- **QUOTED TEXT**:
■ ■ ■ ■ ■ ■ ■
Soo Casa Drops His Self-Titled Debut Project

Hailing from — of all places, Burlington (Ontario) — rapper Soo Casa, so has appeared on the site in the…

Hailing from — of all places, Burlington (Ontario) — rapper Soo Casa, so has appeared on the site in the past, has finally gifted his growing fan base with a self-titled body of work. At a hefty 15 songs, which includes a few songs weève already worn out (but are revisiting), he manages to craft a complete picture of his artistic vision that loosies hinted at, but failed to encapsulate fully.

“Cldhnky,” a stylized form for cold honky, “Top Ramen,” and “Ksubi Slushie” had already been floating around and found their way into our listening sessions — as early as late last year. What we found interesting was how versatile of a picture it painted of the MC. While the latter two songs have these interwoven melodies and auto-tuned vocals, “Cldhnky” had this early 2000s vibe to it, that above everything, illustrate his ability to drop rhyme patterns.

“One Take” is another spot that sees him dropping fire rapid-fire flows without missing any pockets. There is also a whole ounce of self-aware humor injected, with over-the-top bars like: “I also rock Balenciagas, put my dick in your girl’s mouth and make her Lady Gaga.”

Songs like “Perc” and “Iactuallylikelilpump” are sonically sound, and reflective of his cohort, but do little to further his artistic vision. To be candid, we’re not 100% sure what his grand idea is, and the breadth of the songs are more or less focused regarding thematic direction, but it’s song structure and delivery that helps draw out his most potent moments.
■ ■ ■ ■ ■ ■ ■
Reproduce the Soo Casa review word for word, everything from "Soo Casa Drops" down to "to encapsulate fully.". Work only from what the Soo Casa review says.

- **GIVEN DATA**:
■ ■ ■ ■ ■ ■ ■
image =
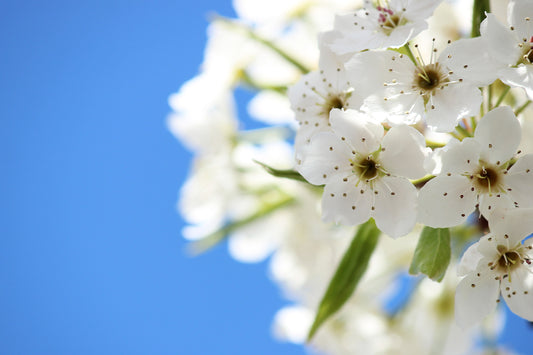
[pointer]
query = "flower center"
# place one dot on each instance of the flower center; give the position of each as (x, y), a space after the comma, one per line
■ ■ ■ ■ ■ ■ ■
- **RESULT OF THE TASK**:
Soo Casa Drops His Self-Titled Debut Project

Hailing from — of all places, Burlington (Ontario) — rapper Soo Casa, so has appeared on the site in the…

Hailing from — of all places, Burlington (Ontario) — rapper Soo Casa, so has appeared on the site in the past, has finally gifted his growing fan base with a self-titled body of work. At a hefty 15 songs, which includes a few songs weève already worn out (but are revisiting), he manages to craft a complete picture of his artistic vision that loosies hinted at, but failed to encapsulate fully.